Rouw

Ik kan de tijd nooit meer inhalen

Erika en haar zus scheelden tien jaar. En ze waren ook nog eens heel verschillend. Opgroeiend trokken ze daarom helemaal niet zo veel samen op. Hermanda was rustig en serieus. Ze ging al op haar 20e samenwonen met haar eerste serieuze vriendje. De man met wie zo ook alle jaren samen is geweest en een zoon kreeg. Erika was een levendige meid die wilde studeren en vooral feesten. Pas toen ze haar wilde haren een beetje kwijt was en zelf kinderen kreeg, groeiden zij en Hermanda naar elkaar toe. Langzaam werd hun band de afgelopen jaren steeds sterker. En toen werd Hermanda* ongeneeslijk ziek.

“Zo’n twintig jaar geleden had ze borstkanker gehad. Daarvan was ze gelukkig hersteld. Kort na haar vijftigste verjaardag kreeg ze last van haar nek en voelde er bultjes. Het was helaas slecht nieuws: uitzaaiingen van de borstkanker. Genezen was niet meer mogelijk. Vanaf dat moment was ik me continu bewust van het dreigende lot. Voor mijn gevoel waren we nog maar zo kort ‘echt’ zussen. Te kort. En plotseling werd de tijd die we nog hadden, beperkt.

En plotseling werd de tijd die we nog hadden, beperkt.

We zijn opgegroeid in Zeeland. Mijn moeder had een psychische aandoening. Dat legde van tijd tot tijd een behoorlijke druk op het gezin. Mijn zus ging al vroeg uit huis en had altijd keurig in de pas gelopen. “Neem toch eens een voorbeeld aan Hermanda”, kreeg ik vaak te horen. Daar ging ik me natuurlijk alleen maar meer tegen afzetten. Zij beviel van mijn neefje en ik kwam op kraamvisite met een kater van het zoveelste studentenfeestje. Ik voelde me door haar in de steek gelaten omdat ik alleen thuis woonde en mijn moeder in een zware depressie raakte.

Opdracht en voorwaarden: Noem alle leeftijden en aantallen jaren die in de tekst over rouw voorkomen, in de volgorde waarin ze staan. De items hieronder hebben niets met de tekst over rouw te maken.

Fragmenten uit dataset:
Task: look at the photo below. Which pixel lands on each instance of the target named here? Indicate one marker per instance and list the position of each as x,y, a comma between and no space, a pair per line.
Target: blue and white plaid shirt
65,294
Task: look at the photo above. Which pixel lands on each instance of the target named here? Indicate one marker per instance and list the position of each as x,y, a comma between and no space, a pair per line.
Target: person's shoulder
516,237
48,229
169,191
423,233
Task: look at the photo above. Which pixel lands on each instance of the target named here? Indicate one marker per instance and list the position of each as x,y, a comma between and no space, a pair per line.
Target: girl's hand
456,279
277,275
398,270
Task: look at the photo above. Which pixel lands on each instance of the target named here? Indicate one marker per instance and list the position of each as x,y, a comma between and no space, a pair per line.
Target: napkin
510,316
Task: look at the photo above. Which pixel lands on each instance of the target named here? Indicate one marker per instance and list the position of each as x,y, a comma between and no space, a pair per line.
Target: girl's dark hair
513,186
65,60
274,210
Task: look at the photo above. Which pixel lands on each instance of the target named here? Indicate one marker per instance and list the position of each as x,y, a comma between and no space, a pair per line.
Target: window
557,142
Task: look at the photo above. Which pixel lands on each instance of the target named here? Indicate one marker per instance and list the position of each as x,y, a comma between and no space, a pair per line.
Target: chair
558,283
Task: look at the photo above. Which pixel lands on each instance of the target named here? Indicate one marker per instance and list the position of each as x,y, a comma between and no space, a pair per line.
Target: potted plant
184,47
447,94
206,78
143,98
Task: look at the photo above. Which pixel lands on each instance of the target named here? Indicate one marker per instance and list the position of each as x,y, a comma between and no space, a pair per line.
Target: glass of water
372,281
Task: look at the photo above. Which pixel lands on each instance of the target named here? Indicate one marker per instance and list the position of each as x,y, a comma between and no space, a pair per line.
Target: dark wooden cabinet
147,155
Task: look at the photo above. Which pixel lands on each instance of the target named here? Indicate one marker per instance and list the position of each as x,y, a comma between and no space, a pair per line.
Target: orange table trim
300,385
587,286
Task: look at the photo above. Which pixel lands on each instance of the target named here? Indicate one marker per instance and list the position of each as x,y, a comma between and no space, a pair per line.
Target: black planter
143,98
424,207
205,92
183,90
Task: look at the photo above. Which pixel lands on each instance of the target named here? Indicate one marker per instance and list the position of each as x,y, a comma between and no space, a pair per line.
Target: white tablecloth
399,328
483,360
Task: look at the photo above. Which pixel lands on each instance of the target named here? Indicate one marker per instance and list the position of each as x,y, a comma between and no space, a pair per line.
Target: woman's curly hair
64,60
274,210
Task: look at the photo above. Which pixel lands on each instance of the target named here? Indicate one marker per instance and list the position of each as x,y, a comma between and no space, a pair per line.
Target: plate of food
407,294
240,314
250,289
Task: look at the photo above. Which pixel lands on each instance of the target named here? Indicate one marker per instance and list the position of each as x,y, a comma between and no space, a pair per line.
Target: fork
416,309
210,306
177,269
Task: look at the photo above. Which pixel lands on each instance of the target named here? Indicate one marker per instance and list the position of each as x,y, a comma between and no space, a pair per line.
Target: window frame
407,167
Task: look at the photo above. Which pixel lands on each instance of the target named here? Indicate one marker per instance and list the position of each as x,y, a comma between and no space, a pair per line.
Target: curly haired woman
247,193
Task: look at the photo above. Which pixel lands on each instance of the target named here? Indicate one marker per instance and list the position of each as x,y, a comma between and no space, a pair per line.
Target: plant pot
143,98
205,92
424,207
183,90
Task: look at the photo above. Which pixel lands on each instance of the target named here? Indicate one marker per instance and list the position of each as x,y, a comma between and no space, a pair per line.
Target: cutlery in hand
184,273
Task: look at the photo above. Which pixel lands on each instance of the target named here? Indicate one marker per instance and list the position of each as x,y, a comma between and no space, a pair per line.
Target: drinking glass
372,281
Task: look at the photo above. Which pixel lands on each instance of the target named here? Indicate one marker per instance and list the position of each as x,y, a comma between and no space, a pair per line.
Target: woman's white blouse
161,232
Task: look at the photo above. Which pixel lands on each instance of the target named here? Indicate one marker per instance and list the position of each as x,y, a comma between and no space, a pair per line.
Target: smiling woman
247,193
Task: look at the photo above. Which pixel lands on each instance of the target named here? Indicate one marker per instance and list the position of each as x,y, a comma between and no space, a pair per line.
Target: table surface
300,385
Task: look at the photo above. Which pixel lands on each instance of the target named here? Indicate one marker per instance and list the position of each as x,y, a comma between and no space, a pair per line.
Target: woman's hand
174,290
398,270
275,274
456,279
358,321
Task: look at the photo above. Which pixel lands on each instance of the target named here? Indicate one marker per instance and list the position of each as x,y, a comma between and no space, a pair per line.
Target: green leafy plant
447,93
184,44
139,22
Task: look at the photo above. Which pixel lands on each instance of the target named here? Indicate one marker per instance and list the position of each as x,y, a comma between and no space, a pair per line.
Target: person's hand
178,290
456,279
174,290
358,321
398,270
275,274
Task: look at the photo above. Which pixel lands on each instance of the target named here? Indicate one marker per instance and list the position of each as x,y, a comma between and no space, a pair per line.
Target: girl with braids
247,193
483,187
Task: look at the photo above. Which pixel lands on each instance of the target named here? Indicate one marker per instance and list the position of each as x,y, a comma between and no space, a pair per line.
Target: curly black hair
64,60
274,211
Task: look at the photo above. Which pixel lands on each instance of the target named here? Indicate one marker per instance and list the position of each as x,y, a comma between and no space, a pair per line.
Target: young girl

Resultaat opdracht:
- tien jaar (het leeftijdsverschil tussen Erika en haar zus)
- haar 20e (de leeftijd waarop Hermanda ging samenwonen)
- twintig jaar geleden (toen Hermanda borstkanker had)
- haar vijftigste verjaardag (waarna Hermanda last kreeg van haar nek)